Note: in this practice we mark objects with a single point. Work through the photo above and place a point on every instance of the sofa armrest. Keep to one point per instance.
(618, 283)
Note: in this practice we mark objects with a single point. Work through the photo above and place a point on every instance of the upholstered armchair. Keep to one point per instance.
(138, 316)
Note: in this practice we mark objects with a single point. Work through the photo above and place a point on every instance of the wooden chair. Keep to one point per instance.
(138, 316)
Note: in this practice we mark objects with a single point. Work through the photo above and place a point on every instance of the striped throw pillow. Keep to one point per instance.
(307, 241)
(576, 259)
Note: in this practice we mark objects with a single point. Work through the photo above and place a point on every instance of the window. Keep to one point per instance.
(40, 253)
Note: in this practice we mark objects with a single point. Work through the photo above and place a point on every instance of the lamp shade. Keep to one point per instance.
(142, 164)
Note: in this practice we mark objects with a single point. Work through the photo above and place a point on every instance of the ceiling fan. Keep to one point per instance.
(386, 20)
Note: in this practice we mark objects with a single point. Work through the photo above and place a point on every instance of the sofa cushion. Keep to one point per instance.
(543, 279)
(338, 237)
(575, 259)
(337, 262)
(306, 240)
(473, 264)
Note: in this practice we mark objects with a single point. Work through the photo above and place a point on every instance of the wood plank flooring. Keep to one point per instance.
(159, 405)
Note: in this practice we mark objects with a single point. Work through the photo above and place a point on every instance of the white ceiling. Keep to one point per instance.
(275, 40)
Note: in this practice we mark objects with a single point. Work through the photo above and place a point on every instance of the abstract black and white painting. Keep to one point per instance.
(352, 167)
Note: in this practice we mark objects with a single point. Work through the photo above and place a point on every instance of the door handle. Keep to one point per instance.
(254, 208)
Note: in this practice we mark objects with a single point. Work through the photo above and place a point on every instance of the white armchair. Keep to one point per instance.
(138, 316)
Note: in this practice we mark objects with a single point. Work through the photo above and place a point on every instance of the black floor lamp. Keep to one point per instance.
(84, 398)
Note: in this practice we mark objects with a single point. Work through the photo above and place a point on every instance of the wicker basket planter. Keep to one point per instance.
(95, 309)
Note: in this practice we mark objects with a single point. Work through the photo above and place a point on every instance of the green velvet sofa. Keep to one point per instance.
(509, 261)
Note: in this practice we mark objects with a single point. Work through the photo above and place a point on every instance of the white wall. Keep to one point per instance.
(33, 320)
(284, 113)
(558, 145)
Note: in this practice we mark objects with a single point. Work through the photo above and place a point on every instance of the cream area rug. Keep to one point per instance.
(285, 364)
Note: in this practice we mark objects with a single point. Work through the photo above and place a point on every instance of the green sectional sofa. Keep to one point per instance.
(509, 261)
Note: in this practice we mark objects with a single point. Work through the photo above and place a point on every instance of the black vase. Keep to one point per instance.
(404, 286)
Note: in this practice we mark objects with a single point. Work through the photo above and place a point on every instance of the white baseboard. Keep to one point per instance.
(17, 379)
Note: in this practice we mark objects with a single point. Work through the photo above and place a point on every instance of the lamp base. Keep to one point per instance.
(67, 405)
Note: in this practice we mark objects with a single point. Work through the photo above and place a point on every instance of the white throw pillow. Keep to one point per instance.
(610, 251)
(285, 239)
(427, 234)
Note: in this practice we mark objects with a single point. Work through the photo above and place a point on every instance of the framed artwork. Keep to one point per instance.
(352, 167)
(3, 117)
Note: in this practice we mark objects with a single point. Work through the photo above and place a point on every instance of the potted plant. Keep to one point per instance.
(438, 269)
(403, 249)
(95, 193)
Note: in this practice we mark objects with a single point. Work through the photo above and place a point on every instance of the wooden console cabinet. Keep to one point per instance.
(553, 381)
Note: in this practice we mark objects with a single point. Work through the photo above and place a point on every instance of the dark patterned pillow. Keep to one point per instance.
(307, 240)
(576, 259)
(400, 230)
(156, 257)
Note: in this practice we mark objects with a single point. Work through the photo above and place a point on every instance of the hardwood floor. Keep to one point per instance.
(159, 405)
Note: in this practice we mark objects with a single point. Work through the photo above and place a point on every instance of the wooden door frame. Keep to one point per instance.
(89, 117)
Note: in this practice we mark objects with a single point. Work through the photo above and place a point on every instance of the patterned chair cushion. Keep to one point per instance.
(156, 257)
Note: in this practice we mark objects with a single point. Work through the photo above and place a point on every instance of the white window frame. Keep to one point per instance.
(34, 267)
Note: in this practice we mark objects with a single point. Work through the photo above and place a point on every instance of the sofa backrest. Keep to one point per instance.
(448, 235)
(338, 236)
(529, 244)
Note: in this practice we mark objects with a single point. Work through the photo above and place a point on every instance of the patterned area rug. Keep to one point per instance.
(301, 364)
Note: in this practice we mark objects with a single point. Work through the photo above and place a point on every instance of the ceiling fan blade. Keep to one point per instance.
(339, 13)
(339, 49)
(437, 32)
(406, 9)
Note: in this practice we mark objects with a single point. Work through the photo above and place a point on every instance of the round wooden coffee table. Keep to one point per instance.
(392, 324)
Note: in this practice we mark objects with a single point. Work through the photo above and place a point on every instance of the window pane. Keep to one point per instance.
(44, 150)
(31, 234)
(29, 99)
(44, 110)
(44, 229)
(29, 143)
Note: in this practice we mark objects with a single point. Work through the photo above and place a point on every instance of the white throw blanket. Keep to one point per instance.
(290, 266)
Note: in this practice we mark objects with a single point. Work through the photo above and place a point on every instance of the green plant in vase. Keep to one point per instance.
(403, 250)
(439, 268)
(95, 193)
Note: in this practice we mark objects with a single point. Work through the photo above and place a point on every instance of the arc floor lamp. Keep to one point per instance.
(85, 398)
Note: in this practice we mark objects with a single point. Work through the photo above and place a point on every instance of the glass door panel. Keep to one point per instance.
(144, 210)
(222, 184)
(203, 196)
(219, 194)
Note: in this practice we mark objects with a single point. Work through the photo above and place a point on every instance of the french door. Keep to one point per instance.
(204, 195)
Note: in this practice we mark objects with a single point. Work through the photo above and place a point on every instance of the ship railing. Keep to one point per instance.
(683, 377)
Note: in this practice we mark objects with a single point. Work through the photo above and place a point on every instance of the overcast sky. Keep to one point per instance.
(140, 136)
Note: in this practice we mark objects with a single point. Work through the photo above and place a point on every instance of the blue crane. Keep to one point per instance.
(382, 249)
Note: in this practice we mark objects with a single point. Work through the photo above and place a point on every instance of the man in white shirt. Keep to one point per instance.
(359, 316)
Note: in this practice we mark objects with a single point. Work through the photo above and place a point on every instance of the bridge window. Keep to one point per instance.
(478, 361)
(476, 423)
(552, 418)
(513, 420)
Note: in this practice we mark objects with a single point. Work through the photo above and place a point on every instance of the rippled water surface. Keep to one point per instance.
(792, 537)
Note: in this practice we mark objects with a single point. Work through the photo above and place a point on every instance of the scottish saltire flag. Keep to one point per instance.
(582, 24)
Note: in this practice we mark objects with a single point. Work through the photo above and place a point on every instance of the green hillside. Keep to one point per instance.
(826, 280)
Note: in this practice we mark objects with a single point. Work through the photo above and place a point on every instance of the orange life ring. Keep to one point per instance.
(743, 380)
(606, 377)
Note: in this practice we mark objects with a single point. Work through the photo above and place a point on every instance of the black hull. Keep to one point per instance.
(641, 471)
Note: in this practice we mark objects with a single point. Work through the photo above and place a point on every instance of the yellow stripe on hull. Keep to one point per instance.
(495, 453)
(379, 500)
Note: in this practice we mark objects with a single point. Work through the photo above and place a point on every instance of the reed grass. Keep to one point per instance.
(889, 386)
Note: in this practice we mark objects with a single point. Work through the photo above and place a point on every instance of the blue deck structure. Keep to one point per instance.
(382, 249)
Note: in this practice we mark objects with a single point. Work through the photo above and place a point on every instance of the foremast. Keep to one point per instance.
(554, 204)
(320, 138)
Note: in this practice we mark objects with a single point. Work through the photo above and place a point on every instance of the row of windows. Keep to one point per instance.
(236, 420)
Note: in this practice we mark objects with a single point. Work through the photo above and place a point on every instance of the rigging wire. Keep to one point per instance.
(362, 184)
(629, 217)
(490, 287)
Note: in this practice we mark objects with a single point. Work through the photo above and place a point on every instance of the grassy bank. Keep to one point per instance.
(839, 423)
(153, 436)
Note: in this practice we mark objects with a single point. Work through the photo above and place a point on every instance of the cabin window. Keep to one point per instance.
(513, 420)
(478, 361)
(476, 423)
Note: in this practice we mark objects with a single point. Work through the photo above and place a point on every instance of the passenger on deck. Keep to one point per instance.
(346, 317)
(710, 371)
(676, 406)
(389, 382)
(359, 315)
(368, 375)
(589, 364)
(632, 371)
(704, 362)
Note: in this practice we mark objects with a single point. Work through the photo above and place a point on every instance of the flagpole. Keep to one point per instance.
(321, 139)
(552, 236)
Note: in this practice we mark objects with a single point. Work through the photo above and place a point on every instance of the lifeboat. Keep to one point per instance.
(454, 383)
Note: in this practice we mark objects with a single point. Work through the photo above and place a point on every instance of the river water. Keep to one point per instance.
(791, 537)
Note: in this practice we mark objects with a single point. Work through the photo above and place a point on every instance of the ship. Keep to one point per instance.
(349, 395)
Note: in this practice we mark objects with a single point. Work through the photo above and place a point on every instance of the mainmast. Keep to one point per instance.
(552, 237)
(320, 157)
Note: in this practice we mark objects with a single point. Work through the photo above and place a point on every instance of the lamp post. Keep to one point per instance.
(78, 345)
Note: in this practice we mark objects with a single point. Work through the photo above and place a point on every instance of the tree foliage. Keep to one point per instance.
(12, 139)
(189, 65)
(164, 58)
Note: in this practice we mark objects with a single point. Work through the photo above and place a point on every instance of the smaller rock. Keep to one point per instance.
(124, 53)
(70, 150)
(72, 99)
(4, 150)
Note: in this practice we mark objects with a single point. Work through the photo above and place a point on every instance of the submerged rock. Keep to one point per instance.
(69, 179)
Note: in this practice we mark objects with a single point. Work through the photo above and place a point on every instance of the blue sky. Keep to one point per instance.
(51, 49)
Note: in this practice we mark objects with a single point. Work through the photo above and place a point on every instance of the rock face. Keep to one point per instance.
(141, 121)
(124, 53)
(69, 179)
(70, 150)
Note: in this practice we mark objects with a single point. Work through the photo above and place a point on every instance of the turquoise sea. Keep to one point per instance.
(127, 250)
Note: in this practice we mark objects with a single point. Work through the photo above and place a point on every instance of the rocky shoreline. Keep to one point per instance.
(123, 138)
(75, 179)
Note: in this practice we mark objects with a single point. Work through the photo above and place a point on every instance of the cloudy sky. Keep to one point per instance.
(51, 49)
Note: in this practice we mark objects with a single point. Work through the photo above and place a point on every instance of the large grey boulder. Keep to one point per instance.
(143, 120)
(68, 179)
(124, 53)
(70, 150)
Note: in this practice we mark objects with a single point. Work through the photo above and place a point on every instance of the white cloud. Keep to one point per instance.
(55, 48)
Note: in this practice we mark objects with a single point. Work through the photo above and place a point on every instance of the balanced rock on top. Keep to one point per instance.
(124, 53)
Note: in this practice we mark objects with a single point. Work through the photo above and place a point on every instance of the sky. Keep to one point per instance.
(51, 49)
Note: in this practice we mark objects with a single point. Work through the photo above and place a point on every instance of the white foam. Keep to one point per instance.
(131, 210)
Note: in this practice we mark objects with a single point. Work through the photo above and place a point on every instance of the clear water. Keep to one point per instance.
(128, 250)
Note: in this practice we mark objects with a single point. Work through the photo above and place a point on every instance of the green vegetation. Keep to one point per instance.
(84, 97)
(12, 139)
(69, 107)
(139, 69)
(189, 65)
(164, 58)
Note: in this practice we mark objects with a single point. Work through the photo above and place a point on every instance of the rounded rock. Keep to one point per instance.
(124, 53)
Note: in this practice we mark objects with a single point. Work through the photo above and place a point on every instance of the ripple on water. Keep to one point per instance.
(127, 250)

^^^^^^^^^^^^^^^^

[What needs to be done]:
Begin with the line that contains "cloud. Keep to one point per instance." and quote each line after it exactly, stopping after the last line of the data.

[Answer for this exercise]:
Note: in this practice we mark objects with a single point. Work through the photo above and place a point on every instance of the white cloud. Keep to one point per instance.
(55, 48)
Note: in this practice we mark objects with a single point. Work through the photo above and place a point on every instance of the balanced rock on top. Keep to one point per instance.
(124, 53)
Note: in this practice we mark objects with a single point. Work through the photo above and place a point on every instance of the sky. Keep to one point per instance.
(51, 49)
Note: in this practice we mark objects with a single point. Work through the photo above and place a point on every instance of the white foam. Keep to one point per instance.
(131, 210)
Note: in this practice we mark objects with a single point. Work through the photo above and place a point on every instance of the clear water. Keep to one point per instance.
(128, 250)
Note: in this practice we mark objects with a single point. Work through the photo above and place a point on every instance of the green vegetation. Keep to one point per instance.
(84, 97)
(12, 139)
(69, 107)
(139, 69)
(189, 65)
(164, 58)
Note: in this practice we mark objects with a single point. Work through the photo above and place a point on every instance of the rounded rock. Keep to one point per instance.
(124, 53)
Note: in this practice we mark objects with a single point. Work through the photo above and place a point on every instance of the ripple on water. Keep to one point per instance.
(127, 250)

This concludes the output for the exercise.